** START Available records **

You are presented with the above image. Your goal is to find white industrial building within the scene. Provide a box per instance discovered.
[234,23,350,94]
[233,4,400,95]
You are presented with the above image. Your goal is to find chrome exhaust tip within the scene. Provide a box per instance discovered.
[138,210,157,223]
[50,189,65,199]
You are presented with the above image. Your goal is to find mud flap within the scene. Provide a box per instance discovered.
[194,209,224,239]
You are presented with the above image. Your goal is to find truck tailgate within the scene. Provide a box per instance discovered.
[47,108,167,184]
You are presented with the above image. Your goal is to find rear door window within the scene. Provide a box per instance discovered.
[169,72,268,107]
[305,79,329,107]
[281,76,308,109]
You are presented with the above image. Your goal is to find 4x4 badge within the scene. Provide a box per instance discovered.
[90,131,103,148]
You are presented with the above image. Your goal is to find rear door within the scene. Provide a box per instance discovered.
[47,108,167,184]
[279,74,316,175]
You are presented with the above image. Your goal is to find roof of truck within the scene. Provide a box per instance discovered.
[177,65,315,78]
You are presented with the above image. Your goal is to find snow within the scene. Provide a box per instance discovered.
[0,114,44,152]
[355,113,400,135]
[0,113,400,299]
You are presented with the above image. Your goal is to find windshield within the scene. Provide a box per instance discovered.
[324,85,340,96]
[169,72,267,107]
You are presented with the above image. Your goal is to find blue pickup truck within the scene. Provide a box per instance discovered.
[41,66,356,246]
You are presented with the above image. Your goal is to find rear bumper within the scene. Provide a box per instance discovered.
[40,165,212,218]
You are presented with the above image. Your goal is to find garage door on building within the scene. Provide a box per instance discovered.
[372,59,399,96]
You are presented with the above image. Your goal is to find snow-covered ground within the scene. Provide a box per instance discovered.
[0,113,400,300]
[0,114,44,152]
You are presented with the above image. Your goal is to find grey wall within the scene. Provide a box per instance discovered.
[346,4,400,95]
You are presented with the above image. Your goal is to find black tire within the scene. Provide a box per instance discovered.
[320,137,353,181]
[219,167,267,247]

** END Available records **

Copy the listing above word for word, with every line in its original order and wording.

### [Task response]
You are presented with the above image. Your goal is to find white industrial building within the scene. Provide a box per instance discovered.
[234,23,350,94]
[233,4,400,95]
You are presented with the above image. Your goal is to find chrome exhaust tip within the scene. Provide a box per instance discovered.
[138,210,157,223]
[50,189,65,199]
You are presented with the above image. Your goal is to find mud flap within the scene. Provide a box per instance discovered.
[194,209,224,239]
You are presented with the above image. Your goal is to find truck tailgate within the scene. Provide a box per instance discovered.
[47,108,167,184]
You are presented with the above image. Your goal is to find rear door window within the scene. Provide a box per instance discovered.
[169,72,268,107]
[305,79,329,107]
[281,76,308,109]
You are presented with the above image. Your goal is to find 4x4 badge within the scene. Provide a box per instance discovered.
[90,131,103,148]
You are presented with the above image. Your goal is to find rear door within the scene. Provide a box per instance discovered.
[47,108,167,184]
[279,74,316,175]
You are presented with the above image. Your goal is to find roof of truck within the scene. Provide a box per instance discovered.
[177,65,315,78]
You are presented with the above image. Your goal is to find snow within the scene. Provide a box per instance discovered.
[0,114,44,152]
[355,113,400,135]
[0,113,400,299]
You are presented with the above image. Your goal is to find windshield within the scene. Provide a box per instance discovered.
[324,85,340,96]
[169,72,267,107]
You are presented with the above image. Your goal is to find blue pickup truck within the scene. Provide a box per instance discovered.
[41,66,356,246]
You are presented with the above image. Your goal is to find rear bumper within the scene. Provide a box per instance discovered.
[40,165,212,218]
You are presented with the above image. Your goal is to find garage door on building within the scene. Provide a box per instance discovered.
[372,59,399,96]
You are presented with the above image. Your goal is to find snow-covered ground within the scene. Provide a box per instance discovered.
[0,113,400,300]
[0,114,44,152]
You are presented with the above image. Your goal is to find grey wall within the scene. Provide a box per instance discovered.
[346,4,400,95]
You are presented with the above image. Your goal is to find black tire within the scene. Provide a box per instance discovered.
[320,137,353,181]
[219,167,267,247]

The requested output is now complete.